AIM >>
Only the lines from the line holding "Can you find the large" to the last line should be output, each exactly as given.

begin

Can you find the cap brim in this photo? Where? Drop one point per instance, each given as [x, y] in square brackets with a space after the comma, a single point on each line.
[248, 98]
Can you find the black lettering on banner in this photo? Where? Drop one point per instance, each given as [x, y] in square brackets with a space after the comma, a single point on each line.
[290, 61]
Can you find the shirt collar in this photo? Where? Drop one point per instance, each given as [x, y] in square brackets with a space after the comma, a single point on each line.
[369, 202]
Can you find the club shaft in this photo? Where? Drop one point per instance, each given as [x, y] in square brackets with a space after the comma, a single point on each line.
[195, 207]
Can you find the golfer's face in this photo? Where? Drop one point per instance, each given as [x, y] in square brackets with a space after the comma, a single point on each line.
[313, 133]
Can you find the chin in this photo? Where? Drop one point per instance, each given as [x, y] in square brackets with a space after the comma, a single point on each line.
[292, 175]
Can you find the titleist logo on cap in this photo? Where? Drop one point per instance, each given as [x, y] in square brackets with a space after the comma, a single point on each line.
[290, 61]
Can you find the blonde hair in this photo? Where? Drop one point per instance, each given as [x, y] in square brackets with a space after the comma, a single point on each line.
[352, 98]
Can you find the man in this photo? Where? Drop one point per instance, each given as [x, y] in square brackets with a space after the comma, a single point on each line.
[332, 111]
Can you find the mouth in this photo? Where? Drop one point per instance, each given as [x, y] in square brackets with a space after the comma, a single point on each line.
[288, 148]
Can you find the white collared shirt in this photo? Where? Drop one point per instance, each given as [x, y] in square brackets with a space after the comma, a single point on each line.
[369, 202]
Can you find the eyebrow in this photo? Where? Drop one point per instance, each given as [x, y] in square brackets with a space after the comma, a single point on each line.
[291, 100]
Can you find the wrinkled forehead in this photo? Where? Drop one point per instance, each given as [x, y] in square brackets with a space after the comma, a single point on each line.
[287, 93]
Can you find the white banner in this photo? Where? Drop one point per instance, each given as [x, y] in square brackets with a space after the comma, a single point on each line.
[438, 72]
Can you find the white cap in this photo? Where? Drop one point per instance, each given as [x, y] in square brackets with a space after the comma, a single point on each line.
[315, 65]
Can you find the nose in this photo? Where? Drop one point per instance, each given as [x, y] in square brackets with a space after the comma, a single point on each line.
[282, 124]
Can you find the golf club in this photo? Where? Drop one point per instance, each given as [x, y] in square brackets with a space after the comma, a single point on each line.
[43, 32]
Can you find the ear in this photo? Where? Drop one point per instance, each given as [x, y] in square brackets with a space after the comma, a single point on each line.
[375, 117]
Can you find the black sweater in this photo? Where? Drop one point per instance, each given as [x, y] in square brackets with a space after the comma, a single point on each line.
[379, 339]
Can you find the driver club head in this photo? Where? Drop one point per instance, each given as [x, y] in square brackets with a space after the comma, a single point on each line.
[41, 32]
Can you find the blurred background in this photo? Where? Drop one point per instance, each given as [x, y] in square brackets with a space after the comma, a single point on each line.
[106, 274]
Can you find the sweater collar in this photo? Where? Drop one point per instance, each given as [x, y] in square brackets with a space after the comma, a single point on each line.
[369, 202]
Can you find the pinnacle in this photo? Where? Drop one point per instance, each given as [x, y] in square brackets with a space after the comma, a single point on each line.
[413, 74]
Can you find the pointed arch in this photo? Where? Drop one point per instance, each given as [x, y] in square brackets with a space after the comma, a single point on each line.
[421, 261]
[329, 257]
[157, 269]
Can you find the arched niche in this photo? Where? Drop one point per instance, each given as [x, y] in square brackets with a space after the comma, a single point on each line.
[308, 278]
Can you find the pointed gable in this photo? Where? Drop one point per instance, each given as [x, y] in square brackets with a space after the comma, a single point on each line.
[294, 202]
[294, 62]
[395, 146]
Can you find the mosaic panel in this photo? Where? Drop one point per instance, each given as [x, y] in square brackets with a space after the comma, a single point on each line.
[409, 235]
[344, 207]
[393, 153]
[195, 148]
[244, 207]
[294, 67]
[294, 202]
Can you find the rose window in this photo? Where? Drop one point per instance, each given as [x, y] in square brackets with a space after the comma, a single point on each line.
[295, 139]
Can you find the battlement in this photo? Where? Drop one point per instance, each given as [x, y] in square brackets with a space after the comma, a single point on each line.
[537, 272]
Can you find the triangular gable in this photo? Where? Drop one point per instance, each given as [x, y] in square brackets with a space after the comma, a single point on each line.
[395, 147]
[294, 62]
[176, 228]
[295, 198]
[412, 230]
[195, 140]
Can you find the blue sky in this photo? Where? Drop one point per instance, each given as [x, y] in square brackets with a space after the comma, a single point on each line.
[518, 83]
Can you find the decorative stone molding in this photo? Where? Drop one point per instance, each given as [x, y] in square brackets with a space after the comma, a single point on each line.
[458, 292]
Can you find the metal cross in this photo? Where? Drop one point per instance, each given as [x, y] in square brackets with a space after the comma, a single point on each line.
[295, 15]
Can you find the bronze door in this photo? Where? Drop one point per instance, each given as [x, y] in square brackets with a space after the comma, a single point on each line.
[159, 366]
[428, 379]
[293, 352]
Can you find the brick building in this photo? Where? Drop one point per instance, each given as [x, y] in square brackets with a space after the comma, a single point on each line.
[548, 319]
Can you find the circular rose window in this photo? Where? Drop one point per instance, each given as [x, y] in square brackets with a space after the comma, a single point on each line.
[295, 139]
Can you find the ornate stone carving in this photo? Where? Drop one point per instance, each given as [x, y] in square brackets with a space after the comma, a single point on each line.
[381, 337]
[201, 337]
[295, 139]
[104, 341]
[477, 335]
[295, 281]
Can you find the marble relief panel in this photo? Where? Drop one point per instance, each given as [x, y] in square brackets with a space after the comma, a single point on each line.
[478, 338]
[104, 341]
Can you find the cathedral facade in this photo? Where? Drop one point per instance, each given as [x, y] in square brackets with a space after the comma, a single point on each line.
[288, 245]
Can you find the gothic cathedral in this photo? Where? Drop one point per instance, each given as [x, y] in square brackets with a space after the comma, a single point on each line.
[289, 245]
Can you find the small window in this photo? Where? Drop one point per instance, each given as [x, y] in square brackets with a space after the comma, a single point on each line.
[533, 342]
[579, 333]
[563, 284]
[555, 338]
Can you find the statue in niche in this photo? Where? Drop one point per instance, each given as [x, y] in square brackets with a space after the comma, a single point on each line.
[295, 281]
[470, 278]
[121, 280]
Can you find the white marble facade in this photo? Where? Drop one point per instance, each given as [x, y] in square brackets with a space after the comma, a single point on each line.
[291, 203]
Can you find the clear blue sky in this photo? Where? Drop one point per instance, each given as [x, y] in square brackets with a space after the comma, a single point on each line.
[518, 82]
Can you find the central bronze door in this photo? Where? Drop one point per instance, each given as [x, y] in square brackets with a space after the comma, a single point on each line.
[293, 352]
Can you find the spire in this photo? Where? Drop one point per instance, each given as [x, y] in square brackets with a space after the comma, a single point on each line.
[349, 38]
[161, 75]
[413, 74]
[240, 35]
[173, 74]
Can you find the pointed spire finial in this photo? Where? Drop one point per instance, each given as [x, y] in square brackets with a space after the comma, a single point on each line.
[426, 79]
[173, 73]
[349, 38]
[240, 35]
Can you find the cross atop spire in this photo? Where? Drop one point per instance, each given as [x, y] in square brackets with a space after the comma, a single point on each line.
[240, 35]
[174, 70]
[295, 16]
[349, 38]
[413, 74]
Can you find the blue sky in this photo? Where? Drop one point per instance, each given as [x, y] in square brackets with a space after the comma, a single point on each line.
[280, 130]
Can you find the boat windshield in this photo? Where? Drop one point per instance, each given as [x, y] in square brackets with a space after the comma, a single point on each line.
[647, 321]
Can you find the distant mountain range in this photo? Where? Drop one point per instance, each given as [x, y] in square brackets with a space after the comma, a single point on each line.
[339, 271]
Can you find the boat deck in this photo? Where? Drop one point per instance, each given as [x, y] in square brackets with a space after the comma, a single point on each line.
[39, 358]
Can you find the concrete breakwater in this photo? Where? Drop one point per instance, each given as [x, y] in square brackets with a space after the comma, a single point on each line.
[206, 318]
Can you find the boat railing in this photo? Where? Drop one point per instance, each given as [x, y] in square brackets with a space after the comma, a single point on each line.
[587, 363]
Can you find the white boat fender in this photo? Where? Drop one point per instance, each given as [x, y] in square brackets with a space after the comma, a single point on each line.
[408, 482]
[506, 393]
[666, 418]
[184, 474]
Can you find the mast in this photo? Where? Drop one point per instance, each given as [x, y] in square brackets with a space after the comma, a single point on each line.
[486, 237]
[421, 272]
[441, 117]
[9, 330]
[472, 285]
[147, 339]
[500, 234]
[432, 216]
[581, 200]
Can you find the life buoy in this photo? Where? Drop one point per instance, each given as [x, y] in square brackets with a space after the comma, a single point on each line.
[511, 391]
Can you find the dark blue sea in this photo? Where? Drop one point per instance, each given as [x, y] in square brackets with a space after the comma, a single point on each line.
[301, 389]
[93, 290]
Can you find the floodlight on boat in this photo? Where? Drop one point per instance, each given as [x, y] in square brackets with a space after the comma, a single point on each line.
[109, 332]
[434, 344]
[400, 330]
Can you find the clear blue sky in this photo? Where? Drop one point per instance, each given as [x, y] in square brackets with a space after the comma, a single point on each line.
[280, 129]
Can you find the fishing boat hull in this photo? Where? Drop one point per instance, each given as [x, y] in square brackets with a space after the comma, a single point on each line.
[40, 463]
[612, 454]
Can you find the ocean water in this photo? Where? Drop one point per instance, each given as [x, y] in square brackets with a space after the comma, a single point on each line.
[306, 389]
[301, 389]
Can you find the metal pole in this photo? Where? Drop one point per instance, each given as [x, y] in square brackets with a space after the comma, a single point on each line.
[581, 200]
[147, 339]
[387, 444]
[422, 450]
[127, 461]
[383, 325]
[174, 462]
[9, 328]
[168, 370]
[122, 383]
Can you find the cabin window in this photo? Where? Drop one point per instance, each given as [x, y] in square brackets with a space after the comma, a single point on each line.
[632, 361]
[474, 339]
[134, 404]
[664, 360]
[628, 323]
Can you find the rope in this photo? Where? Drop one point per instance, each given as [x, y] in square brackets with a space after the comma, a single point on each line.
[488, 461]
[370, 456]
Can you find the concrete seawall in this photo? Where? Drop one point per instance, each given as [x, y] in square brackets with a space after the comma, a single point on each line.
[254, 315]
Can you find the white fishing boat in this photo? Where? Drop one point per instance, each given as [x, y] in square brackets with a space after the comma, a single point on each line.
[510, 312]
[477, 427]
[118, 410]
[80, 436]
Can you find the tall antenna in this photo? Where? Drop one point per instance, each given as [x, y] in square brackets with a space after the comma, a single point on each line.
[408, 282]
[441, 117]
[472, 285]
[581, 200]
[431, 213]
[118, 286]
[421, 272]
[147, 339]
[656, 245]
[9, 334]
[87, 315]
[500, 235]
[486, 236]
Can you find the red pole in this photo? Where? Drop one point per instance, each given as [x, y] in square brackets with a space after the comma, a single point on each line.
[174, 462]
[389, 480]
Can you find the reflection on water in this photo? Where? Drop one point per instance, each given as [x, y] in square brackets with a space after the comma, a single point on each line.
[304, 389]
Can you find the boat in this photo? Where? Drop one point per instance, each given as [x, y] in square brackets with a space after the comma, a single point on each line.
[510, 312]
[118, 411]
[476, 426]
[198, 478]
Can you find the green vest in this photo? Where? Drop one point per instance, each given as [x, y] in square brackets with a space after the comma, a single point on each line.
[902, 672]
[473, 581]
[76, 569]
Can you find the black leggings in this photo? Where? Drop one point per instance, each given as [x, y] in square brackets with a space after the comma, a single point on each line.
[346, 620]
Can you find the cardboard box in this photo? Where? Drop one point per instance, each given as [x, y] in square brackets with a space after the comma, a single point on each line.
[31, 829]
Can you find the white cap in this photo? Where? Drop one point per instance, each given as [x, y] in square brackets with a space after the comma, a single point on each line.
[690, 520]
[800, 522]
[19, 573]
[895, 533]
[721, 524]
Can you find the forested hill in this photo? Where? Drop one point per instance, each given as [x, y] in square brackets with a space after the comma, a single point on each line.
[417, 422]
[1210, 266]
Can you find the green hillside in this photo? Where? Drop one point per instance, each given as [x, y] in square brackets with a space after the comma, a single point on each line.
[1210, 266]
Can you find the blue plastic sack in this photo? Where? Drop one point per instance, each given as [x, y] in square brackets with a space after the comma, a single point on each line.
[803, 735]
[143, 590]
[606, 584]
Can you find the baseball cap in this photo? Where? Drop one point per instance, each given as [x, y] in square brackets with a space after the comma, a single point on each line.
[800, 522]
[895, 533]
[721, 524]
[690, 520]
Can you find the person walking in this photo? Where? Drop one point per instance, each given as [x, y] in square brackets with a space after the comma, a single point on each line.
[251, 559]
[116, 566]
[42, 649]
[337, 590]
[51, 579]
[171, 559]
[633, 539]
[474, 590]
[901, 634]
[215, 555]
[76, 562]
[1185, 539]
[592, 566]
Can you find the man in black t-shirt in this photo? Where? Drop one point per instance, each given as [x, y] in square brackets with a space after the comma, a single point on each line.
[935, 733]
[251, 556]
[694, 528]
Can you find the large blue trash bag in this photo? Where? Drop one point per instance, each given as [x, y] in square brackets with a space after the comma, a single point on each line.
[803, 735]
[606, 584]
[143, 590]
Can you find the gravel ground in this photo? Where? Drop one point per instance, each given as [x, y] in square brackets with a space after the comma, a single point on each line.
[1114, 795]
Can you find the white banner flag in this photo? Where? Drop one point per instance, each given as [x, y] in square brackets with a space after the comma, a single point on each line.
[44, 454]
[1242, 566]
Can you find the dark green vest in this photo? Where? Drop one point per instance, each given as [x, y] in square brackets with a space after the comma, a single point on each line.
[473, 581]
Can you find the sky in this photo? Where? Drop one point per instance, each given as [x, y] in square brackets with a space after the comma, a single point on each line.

end

EXPECTED OUTPUT >>
Can you find the large blue trash bag in this photo? Where? Drop one point per instance, each given as [x, y] in square brackets with a space after the comma, a single point on each line.
[803, 735]
[606, 584]
[143, 590]
Can you find the gravel ground in this photo? Where? Drop one point per instance, each given as [x, y] in square brackets with a space after the comma, a single point on each line.
[1114, 795]
Can you find the white banner flag in this photo? Where? Drop one point per instance, each given as [x, y] in square brackets with a space after the comma, a single point on each line.
[44, 454]
[1242, 566]
Can you find the dark green vest in this photo? Where? Drop one point per instance, each given as [x, y] in square brackets with a space after the comma, a single point on each line.
[473, 581]
Can you find the sky in this photo? Where? Drop one point per instance, each given as [x, y] in square brackets with a space after the comma, a single point on each line.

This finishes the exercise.